Print the data exactly as written, line for line, and leave its pictures behind.

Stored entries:
+++
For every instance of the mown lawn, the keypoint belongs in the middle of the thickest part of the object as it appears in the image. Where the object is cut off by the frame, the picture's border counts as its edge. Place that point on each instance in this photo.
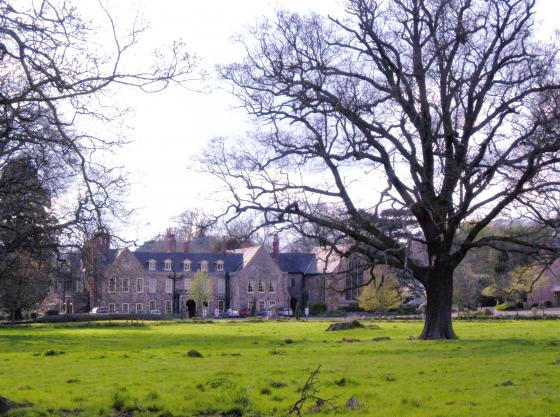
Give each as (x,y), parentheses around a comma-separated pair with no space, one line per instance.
(495,369)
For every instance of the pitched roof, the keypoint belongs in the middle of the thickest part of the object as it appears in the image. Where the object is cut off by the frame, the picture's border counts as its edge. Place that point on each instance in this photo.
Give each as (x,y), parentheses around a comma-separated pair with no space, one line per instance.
(232,261)
(305,263)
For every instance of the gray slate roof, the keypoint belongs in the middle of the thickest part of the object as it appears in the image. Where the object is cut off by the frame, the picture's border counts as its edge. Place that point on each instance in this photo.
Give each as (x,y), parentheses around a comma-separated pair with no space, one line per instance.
(304,263)
(293,263)
(232,261)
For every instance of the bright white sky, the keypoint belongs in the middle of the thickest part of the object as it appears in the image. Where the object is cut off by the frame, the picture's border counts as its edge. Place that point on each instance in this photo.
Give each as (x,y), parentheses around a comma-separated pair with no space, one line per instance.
(168,129)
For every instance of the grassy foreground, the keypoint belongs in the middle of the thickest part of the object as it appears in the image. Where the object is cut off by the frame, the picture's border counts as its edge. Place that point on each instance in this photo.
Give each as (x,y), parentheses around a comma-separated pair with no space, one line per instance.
(495,369)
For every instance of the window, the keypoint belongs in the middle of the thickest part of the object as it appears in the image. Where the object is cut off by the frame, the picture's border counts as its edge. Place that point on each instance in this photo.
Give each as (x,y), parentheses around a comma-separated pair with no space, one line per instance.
(354,277)
(186,265)
(167,265)
(112,284)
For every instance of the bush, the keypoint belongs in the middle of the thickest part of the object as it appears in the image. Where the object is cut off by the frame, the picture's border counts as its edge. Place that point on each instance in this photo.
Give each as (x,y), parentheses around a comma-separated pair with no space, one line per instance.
(352,308)
(317,309)
(193,353)
(506,307)
(407,309)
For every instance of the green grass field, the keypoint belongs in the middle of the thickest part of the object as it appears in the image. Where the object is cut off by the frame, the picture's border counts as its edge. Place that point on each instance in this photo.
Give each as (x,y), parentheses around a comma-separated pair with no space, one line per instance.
(256,369)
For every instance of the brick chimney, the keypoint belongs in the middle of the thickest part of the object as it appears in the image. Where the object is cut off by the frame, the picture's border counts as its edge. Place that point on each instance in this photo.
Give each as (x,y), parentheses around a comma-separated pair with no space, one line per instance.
(171,242)
(275,249)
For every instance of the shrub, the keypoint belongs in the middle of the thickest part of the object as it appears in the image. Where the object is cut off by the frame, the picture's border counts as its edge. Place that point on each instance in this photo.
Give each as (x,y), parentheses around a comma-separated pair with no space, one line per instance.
(317,309)
(407,309)
(506,307)
(193,353)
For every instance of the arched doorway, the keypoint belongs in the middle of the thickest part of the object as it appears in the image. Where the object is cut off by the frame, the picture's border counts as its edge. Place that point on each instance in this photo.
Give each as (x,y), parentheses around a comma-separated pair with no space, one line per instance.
(191,307)
(293,304)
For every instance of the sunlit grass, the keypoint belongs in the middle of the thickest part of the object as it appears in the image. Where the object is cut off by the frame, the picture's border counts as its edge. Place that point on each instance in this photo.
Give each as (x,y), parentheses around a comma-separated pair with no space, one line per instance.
(495,369)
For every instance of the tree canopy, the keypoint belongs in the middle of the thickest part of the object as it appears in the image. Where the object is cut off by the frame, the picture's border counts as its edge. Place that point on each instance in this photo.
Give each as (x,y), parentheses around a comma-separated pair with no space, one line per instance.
(444,109)
(57,69)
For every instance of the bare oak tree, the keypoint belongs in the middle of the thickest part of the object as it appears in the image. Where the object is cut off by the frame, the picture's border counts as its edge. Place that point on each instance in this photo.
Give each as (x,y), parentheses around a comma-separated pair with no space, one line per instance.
(58,72)
(445,109)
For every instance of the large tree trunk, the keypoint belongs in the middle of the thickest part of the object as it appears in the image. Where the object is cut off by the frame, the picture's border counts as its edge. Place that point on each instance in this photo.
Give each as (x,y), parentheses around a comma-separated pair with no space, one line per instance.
(439,292)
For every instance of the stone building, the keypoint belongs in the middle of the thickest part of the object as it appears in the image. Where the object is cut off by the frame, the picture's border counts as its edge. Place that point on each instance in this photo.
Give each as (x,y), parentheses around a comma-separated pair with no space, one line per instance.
(124,281)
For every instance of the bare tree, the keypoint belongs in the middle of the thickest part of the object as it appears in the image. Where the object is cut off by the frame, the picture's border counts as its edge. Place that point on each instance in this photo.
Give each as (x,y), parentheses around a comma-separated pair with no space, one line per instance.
(57,71)
(445,109)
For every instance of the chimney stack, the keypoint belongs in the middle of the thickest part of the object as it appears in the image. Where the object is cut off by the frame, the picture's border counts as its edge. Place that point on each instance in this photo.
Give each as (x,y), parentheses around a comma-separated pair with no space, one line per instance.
(276,249)
(171,242)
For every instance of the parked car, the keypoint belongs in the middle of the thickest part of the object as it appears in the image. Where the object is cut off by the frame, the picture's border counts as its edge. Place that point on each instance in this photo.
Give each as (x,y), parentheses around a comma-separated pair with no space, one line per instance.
(231,313)
(285,312)
(416,302)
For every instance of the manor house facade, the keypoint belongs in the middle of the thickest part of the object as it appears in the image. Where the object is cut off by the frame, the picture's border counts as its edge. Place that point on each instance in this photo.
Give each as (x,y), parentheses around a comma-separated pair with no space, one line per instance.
(124,281)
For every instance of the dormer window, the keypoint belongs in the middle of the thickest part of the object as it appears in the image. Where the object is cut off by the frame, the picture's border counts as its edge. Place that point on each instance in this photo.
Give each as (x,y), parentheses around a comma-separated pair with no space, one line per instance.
(186,265)
(167,265)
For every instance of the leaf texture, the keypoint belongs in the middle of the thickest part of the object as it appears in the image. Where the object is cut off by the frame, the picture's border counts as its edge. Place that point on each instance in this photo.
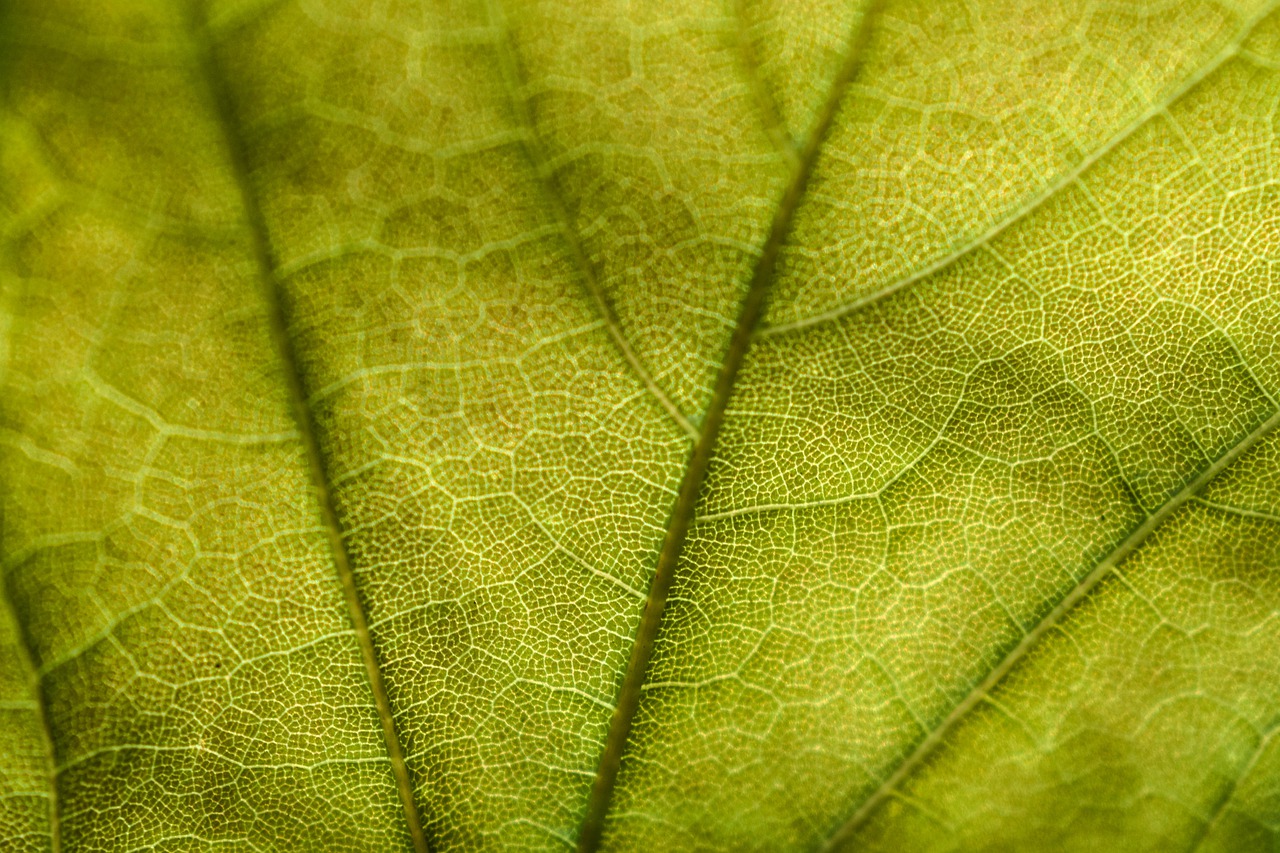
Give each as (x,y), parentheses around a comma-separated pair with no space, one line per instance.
+++
§ **Answer section**:
For every instance of the mown lawn, the keypoint belongs in the middle of the thickest part of the object as it appears in the image. Where the object is cut off by the frame, the picture's border counts as its edge. Place that point on each instance in this photo.
Give each as (x,y), parentheses around a comma-separated pair with no space, one line per instance.
(495,369)
For every instance of the pitched roof, the keypoint belongs in the middle of the thickest part of the object as it appears in the image. Where the object is cut off by the frame, the picture's border counts as its edge. Place that point on each instance in this photo.
Give each as (x,y), parentheses around a comma-separated pair with no space, one line per instance.
(232,261)
(305,263)
For every instance of the gray slate roof, the keypoint belongs in the middle of the thickest part of the object as it appears in the image. Where the object is cut off by the frame, the picture's border counts as its edge. Place that point on each instance in this photo.
Give each as (x,y), parentheses around a comma-separated pair with no space, one line per instance.
(304,263)
(293,263)
(232,261)
For every instance of the bright white sky, the keypoint belongs in the middle of the thickest part of the object as it appears in the image. Where the object is cut off by the frame, the picture's border counts as its edge. Place that point on each instance in this photo.
Give each as (x,y), parentheses around a comma-separated pair with no space, one line per instance.
(168,129)
For every instance of the grassy foreground, the keypoint belongs in the middle of the thickest part of the object as it appears in the image. Where the object is cut off by the frame, the picture's border counts as its edge. Place that point on each instance in this photo.
Give each as (x,y), parentheses around a comma-separated pair with no space, one line per instance.
(495,369)
For every instance of the window, the keypoint belongs in the middle of the thickest part of the object as it appears in the image. Where the object is cut off by the frame, the picture's border counts as its edge. Place that point on each instance in this photo.
Give each as (x,y), parentheses around a comma-separated pair with no space, one line per instance.
(354,277)
(186,265)
(167,265)
(112,284)
For every instance of the bush, the keypoint belongs in the middle of the thickest part of the object as it appears in the image. Where the object is cut off by the frame, the picture's border counts as its edge. Place that point on each instance in this photo.
Give each as (x,y), parentheses around a comma-separated pair with no space, one line per instance.
(352,308)
(317,309)
(193,353)
(506,307)
(407,309)
For every instance of the green grass field, the keypoint belongs in the middle of the thickest part of the object as it appears in the image. Where the object is cut off by the frame, the picture's border counts as its edge. Place that point on each instance in this photo.
Give each as (x,y), parentheses around a comma-separated pair with no space, one line per instance.
(256,369)
For every instance of the brick chimney, the keypoint belongs in the middle of the thickest part of the object as it appears in the image. Where the object is cut off by the frame, the picture's border counts as its edge. Place that point on each instance in this photo.
Give each as (x,y), parentheses around a comma-separated pair with no space, one line per instance.
(171,242)
(275,249)
For every instance of the shrub, the keypoint belongs in the middle of the thickest part of the object as it appears in the image. Where the object is cut off by the frame, the picture's border counts as its edge. Place that point on each instance in this photo.
Give each as (x,y), parentheses around a comma-separated pair with no space, one line per instance.
(317,309)
(407,309)
(506,307)
(193,353)
For every instance of the arched doorway, the keypoint belongs in the middle of the thickest part of the object as it appears in the image. Where the object is cut off by the frame, the picture's border counts as its edge. Place that point on each instance in this photo.
Give each as (x,y), parentheses around a comma-separated pair with no space, one line per instance.
(191,307)
(293,304)
For every instance of the sunlit grass, the keypoint belongs in the middle of the thickest part of the object as it appears in the image. Where the object is cut off by the frame, the picture's border counts as its edge. Place that point on each instance in this photo.
Give each as (x,y), parentheses around a comma-separated pair with no space, one line per instance.
(495,369)
For every instance of the tree canopy, the keypoint belongs in the middle of the thickest part of the object as it appears in the image. Where the object is cut off by the frame, the picture's border counts as its edge. Place that point on each instance in this photo.
Give each as (x,y), parentheses around a comma-separated pair with no space, one line per instance.
(444,109)
(57,69)
For every instance of the bare oak tree, the keypoint belongs in the middle of the thickest part of the object as it appears in the image. Where the object is cut off by the frame, the picture's border counts as its edge. Place that point on each instance in this photo.
Give each as (x,y), parentheses around a comma-separated pair with no space, one line per instance.
(58,72)
(445,109)
For every instance of the large tree trunk, the keypoint belongs in the middle of the thickest part of the object as it appears in the image. Where the object is cut off by the frame, the picture's border counts as its edge. Place that point on each instance in this photo.
Give each as (x,y), parentheses around a comma-separated pair with no space, one line per instance.
(439,292)
For every instance of the stone building, the keypoint belongs in the middle of the thickest part of the object as it appears in the image. Where the object is cut off by the frame, the picture's border counts as its edge. Place that point on each instance in this photo.
Give each as (x,y), parentheses around a comma-separated pair with no space, one line per instance.
(124,281)
For every instance of the bare tree, the keypoint belongs in the middle of the thickest part of the object as it appears in the image. Where the object is cut off by the frame, the picture's border counts as its edge. Place that point on each instance in this photo.
Give each as (x,y), parentheses around a comma-separated pair with no space, one line per instance.
(57,71)
(445,109)
For every instance of the chimney stack, the keypoint belongs in the middle of the thickest part of the object as it appears in the image. Where the object is cut off by the frame, the picture's border counts as its edge. Place that point on each instance in this photo.
Give each as (x,y), parentheses around a comma-separated pair with no space, one line per instance.
(276,249)
(171,242)
For every instance of the parked car, the keypoint belongs in the middle of the thickest part of the object as it appears in the image. Where the object is cut off by the frame, the picture's border counts as its edge. Place that point on each instance in this photo.
Give each as (x,y), parentheses around a comma-separated pair with no space, one line per instance.
(231,313)
(285,312)
(416,302)
For every instance of the manor house facade, the keypoint belongs in the middle of the thickest part of the object as it appears in the image. Where the object is cut off by the frame, the picture's border counts as its edge. Place that point on each instance in this photo.
Give each as (x,y), parentheses around a comma-separated pair with no space, one line per instance.
(124,281)
For every instance of the dormer window, the keypoint belongs in the middle of the thickest part of the object as it appears in the image. Where the object is cut off by the frame, the picture's border counts as its edge. Place that point on each instance in this photo.
Give each as (x,y), parentheses around a comma-separated pair with no space, one line per instance.
(186,265)
(167,265)
For every instance of the leaf texture, the keypoint belongs in the middle of the thickest part of the object as it appears in the image. Where the object is cut off by the frame, the picture's border counts as its edge. Place that point on each instance in this photo.
Give each as (x,y), parentheses around a comma-separated pair with no space, one line per instance.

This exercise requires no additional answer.